Problem details:
In the records below, find every line with the word "above" and copy it.

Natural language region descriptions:
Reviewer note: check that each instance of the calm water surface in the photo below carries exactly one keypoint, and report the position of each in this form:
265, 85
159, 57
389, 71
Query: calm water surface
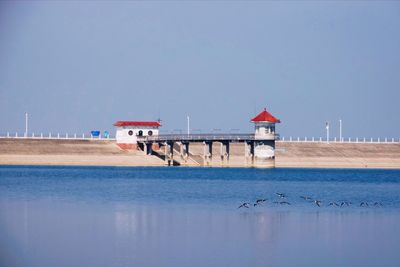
100, 216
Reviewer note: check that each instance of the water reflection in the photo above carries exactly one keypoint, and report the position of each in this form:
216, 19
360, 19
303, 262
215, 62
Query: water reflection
48, 233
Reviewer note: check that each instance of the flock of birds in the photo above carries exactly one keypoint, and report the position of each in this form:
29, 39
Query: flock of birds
282, 200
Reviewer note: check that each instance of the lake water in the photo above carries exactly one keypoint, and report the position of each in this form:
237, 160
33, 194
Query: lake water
106, 216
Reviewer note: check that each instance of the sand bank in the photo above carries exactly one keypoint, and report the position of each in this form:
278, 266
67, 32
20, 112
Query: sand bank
107, 153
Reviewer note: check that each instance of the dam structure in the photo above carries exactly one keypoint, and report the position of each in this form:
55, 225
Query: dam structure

Answer to the problem:
Reviewer note: check that each instance of the water reflection in the photo above carries exactly one keypoint, and report the position of each in this form:
Reviewer note: check that each instance of the flock of birds in the photo above carries exactly one keypoint, and report the position of each in this form:
Reviewer note: check that each instance of the lake water in the photo above carries exactly one keypoint, and report the position of each in this form:
Reviewer note: check that each instance of the sand bank in the photo above carries exactly one keypoint, and report the position of each in this form:
Reviewer note: check that each instance of the dam structure in the photo above carries exactly one keypoint, and report the position of each in this form:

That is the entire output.